*** Block opens ***

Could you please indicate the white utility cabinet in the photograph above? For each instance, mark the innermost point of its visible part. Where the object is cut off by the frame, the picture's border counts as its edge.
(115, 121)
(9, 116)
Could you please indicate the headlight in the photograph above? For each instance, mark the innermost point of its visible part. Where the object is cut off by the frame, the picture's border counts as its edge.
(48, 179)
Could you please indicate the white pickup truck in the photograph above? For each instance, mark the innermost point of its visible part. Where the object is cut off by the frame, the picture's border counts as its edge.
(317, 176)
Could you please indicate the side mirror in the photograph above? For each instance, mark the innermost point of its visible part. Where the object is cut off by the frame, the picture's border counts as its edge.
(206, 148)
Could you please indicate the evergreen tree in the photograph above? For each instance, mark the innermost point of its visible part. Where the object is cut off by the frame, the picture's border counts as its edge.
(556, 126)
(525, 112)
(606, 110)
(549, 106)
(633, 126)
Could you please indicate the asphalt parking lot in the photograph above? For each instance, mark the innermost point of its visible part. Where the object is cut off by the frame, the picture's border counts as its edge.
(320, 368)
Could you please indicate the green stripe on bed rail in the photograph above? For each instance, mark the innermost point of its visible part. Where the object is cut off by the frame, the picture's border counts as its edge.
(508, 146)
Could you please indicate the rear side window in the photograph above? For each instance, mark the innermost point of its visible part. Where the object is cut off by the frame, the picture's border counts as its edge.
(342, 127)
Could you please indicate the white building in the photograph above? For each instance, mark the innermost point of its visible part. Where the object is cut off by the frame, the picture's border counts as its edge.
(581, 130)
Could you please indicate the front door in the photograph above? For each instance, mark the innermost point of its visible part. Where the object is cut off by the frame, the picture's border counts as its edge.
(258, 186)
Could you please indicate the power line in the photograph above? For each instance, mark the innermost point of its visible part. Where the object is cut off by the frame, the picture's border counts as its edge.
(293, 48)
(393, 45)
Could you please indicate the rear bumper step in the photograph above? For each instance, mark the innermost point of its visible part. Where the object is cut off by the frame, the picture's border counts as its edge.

*** Block closes ***
*** Block opens ***

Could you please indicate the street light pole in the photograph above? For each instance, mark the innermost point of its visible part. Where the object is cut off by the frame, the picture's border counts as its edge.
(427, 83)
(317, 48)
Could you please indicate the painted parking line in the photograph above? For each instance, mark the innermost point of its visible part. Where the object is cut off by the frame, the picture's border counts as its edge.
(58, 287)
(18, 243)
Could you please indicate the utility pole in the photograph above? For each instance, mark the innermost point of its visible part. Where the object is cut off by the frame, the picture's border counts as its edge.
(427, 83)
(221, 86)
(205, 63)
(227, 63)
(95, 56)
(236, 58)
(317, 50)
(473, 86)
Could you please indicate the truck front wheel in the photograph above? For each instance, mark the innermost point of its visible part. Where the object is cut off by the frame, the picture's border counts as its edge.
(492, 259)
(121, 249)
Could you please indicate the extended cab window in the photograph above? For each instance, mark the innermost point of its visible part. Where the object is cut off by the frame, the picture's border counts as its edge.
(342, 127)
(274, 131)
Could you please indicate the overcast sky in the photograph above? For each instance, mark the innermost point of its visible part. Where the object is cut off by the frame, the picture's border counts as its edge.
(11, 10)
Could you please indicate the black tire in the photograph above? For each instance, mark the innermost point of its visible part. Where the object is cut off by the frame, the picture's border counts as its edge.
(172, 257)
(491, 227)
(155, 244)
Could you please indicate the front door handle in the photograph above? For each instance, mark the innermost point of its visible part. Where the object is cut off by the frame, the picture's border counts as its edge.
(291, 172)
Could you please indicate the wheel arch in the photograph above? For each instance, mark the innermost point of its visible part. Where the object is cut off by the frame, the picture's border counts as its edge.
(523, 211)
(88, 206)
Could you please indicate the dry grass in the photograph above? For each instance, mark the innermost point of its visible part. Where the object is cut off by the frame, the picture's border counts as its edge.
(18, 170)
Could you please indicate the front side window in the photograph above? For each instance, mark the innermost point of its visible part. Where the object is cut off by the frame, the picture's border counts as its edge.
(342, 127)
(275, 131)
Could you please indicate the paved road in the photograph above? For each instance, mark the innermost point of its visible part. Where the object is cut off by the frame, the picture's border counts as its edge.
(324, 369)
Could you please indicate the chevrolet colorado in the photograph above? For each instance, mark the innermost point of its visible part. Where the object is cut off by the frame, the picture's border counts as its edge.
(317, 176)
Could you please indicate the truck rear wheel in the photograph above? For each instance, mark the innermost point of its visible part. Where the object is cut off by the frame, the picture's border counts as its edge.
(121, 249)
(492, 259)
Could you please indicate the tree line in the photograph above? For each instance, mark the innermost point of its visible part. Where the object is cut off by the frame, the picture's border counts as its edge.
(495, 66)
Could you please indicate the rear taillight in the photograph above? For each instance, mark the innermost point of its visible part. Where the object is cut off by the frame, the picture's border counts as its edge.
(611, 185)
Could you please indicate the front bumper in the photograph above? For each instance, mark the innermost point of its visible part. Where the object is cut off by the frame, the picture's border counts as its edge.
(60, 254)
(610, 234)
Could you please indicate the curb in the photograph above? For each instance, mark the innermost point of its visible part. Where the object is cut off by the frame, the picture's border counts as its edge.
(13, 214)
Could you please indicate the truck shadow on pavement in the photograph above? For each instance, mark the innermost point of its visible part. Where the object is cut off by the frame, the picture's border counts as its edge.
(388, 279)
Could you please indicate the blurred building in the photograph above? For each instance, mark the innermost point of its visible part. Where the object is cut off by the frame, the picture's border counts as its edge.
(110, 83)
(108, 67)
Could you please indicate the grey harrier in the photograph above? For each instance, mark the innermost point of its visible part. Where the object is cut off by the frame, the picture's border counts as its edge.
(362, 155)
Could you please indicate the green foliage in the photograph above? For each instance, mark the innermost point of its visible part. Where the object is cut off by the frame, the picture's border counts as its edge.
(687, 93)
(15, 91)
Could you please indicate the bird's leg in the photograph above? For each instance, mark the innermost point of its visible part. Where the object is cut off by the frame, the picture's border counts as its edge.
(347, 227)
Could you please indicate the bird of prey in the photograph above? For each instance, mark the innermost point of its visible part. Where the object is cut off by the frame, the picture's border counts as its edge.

*** Block closes ***
*** Block opens ***

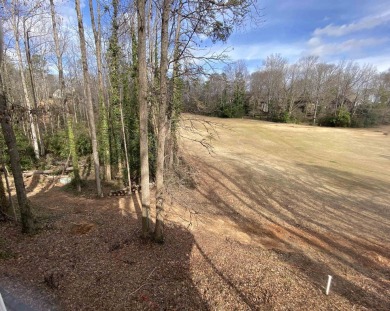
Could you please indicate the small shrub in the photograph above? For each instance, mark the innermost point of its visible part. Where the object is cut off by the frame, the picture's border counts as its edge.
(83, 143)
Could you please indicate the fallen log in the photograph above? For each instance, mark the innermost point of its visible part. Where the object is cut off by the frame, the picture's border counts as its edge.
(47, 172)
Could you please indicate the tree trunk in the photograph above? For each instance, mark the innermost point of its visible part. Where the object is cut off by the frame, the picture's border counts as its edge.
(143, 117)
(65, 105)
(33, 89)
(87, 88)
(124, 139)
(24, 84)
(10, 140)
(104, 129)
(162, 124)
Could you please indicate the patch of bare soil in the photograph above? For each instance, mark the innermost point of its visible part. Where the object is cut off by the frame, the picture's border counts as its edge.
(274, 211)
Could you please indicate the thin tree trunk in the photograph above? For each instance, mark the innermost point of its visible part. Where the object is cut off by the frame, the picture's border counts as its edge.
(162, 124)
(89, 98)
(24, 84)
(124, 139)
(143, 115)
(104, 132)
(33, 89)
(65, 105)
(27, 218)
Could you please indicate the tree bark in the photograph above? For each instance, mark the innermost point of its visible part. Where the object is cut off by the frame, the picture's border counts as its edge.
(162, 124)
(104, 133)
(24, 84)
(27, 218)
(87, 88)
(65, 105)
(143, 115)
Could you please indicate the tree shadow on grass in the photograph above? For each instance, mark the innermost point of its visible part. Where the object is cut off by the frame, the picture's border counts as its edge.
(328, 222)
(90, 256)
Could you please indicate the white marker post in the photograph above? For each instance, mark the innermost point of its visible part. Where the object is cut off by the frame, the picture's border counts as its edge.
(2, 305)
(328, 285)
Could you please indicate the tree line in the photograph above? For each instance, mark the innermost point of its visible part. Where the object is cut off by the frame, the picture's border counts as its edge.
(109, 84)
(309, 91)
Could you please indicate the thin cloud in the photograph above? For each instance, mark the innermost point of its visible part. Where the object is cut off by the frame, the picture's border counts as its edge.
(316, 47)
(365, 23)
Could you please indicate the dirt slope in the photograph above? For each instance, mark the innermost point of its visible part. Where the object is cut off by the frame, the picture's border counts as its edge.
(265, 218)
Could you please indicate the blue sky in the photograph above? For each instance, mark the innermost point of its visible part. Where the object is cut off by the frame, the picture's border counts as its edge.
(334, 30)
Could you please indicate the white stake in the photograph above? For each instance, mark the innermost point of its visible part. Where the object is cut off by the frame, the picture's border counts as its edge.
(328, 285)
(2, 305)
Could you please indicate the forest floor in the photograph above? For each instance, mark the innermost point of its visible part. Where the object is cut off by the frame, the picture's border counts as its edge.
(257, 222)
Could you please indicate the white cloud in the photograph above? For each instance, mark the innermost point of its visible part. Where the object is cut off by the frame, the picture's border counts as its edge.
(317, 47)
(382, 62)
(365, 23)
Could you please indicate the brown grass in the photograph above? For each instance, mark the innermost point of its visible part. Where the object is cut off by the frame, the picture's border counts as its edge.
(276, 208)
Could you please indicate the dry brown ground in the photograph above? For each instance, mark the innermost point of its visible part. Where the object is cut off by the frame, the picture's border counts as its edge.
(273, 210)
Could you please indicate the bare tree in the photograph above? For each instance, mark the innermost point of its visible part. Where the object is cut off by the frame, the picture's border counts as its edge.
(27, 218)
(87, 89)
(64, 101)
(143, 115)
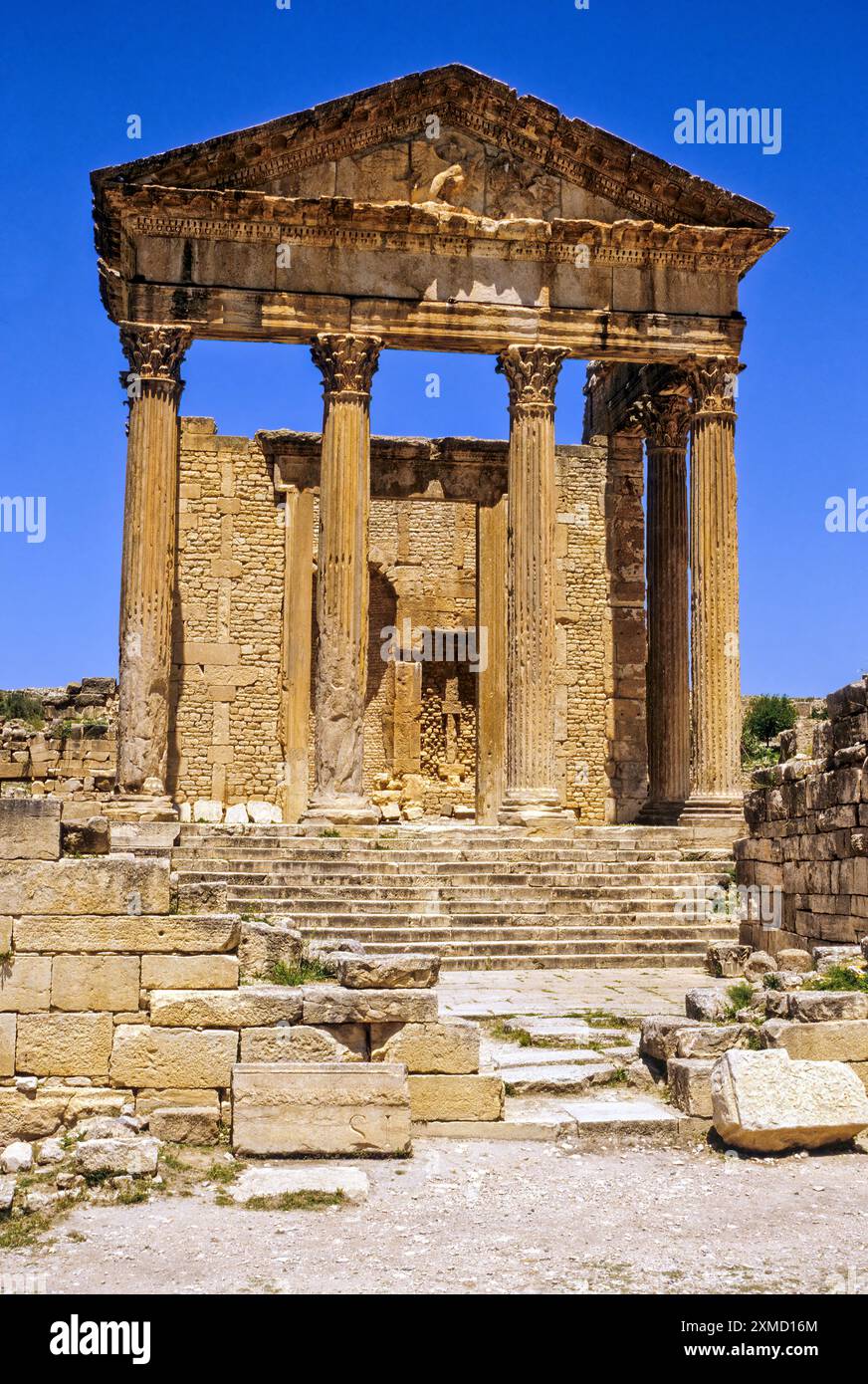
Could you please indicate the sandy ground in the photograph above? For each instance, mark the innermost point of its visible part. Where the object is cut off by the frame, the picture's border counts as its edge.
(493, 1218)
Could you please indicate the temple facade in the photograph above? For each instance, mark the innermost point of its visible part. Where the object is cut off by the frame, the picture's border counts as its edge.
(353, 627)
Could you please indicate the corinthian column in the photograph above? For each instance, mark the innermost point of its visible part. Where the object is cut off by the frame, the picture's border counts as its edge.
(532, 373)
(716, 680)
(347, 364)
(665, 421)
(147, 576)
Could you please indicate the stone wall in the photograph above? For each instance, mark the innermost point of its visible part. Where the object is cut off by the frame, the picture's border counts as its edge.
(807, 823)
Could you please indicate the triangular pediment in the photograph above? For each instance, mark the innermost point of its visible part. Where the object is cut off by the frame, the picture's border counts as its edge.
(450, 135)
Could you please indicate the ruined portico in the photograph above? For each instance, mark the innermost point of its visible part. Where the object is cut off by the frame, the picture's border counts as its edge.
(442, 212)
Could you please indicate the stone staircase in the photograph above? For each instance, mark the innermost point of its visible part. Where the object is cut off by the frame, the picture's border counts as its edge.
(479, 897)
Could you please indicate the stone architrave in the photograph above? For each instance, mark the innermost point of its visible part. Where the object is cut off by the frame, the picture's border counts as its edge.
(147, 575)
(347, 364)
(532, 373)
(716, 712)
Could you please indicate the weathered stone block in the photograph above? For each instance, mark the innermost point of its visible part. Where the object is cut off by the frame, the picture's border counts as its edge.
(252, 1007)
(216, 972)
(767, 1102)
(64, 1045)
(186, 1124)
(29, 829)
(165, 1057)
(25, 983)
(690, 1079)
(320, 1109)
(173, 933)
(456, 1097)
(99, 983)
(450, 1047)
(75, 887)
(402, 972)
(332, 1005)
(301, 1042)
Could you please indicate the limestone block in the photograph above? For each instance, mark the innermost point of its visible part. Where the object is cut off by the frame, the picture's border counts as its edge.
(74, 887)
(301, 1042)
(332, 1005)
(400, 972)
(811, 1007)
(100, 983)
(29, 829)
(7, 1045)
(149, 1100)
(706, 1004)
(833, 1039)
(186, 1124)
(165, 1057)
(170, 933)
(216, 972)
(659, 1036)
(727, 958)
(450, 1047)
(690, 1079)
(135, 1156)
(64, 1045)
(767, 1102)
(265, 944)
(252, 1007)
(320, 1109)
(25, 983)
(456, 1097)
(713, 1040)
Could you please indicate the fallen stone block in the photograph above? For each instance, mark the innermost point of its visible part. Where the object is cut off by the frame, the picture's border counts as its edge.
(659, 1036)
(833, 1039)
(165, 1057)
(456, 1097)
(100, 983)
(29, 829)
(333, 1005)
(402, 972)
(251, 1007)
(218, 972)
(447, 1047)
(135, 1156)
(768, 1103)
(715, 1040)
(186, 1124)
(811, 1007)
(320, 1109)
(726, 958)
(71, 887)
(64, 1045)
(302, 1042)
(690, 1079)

*** Block closes ***

Begin with the line that has "Could you please indicate the bird's" in the listing above and end after the line that has "Could you please indicate the bird of"; output those lines exactly.

Task answer:
Could you please indicate the bird's leg in the photograph above? For each instance, mark the innermost point of its visible part. Where the object is cut off by the frame, the picture's border counts as its edge.
(347, 227)
Could you please indicate the bird of prey in the photograph above? For each instance, mark the innermost point of its visible part. Where the object is cut off by the frame, the picture's border counts as its edge.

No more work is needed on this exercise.